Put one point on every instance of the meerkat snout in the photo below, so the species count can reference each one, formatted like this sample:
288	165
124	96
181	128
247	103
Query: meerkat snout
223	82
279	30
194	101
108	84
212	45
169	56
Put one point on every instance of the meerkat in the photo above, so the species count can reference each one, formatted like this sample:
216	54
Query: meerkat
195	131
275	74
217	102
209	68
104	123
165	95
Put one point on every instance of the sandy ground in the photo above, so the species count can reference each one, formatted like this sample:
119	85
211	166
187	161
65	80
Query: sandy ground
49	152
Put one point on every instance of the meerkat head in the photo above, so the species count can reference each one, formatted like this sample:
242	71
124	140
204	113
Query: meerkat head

§ **STATED PROBLEM**
Every record above needs to be repeated word for word.

§ **SOLUTION BELOW**
Put one point on every instance of the meerkat snout in the photo below, so the species count can reference each one, formatted like this sample:
288	165
124	96
181	128
247	103
Query: meerkat snout
223	82
279	30
194	101
108	84
212	45
169	56
Put one point on every instance of the meerkat in the photo above, so the species count can reference each one, formatted like this sample:
216	54
Query: meerkat
195	131
275	74
217	102
209	68
104	123
165	95
Put one point on every instance of the sandy ground in the photo above, so the species count can reference each one, formatted like this sample:
119	85
211	166
187	161
65	80
Query: sandy ground
49	152
Put one point on every instance of the meerkat head in the photo above, so the species count can reference each one, formatted like this sample:
242	71
124	140
204	113
Query: meerkat head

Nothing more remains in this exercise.